*Requirement*
Transcribe the entries that follow, word for word.

Pointing dataset excerpts:
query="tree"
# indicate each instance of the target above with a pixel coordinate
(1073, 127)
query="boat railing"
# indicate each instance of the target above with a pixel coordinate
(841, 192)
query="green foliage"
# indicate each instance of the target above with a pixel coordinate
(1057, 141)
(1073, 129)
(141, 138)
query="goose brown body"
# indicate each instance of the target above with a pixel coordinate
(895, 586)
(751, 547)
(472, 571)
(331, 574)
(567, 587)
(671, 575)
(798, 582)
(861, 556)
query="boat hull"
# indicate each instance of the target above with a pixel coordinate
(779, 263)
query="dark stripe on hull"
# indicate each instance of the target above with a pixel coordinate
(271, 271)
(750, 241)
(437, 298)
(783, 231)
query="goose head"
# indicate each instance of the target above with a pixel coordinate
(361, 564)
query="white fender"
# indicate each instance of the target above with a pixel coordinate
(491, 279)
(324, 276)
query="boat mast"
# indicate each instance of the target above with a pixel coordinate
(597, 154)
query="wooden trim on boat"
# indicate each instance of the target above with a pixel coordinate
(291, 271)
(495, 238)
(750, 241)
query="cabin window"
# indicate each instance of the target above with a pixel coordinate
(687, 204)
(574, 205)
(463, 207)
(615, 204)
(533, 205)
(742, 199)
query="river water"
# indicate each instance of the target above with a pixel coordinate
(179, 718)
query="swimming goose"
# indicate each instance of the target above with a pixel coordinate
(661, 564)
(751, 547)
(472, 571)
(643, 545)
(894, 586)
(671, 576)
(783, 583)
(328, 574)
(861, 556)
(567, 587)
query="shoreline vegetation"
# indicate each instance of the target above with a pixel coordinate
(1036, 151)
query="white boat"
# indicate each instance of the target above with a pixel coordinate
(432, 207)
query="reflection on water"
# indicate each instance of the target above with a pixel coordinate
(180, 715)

*Final answer*
query="tree"
# indicate each instance of the target above with a pixel coordinate
(1073, 127)
query="boat railing"
# indicate each instance of the target above with a pixel coordinate
(841, 192)
query="green foliage"
# indicate each instance of the target above with a pixel coordinate
(1057, 141)
(1073, 129)
(141, 138)
query="goose brown body"
# indicate each instance of the target above with a pixel coordinate
(895, 586)
(751, 547)
(472, 571)
(331, 574)
(567, 587)
(671, 575)
(798, 582)
(861, 556)
query="boat hull"
# indicate each instance of the target above with a pixel coordinate
(779, 263)
query="dark stripe on hull"
# indicate each instance of the target above with a pixel coordinate
(271, 271)
(750, 241)
(437, 298)
(783, 231)
query="goose head"
# indicate each instance of the target above with a pixel coordinate
(361, 564)
query="white fender"
# indicate each instance of the target above with a pixel coordinate
(491, 279)
(324, 276)
query="boat mast"
# indicate each instance of the target above with a pixel coordinate
(597, 154)
query="wooden trim on boat"
# indicate each instance of the target above with a pixel coordinate
(291, 271)
(495, 238)
(750, 241)
query="cabin window"
# indicate each instance of the target above with a pixel coordinate
(687, 204)
(574, 205)
(463, 207)
(615, 204)
(533, 205)
(742, 199)
query="river water"
# indicate each instance of the target above with a pixel coordinate
(179, 718)
query="swimming goose"
# indicate each instance of the target above with a pixel coordinate
(661, 564)
(751, 547)
(472, 571)
(643, 545)
(894, 586)
(671, 576)
(783, 583)
(328, 574)
(861, 556)
(567, 587)
query="shoreline vegetation"
# indicate each instance of the target above with a pixel coordinate
(1036, 151)
query="white boat"
# indicate each instance of the target above with a pixel coordinate
(432, 207)
query="reflection on water"
# indicate each instance of the target above with a pixel coordinate
(180, 715)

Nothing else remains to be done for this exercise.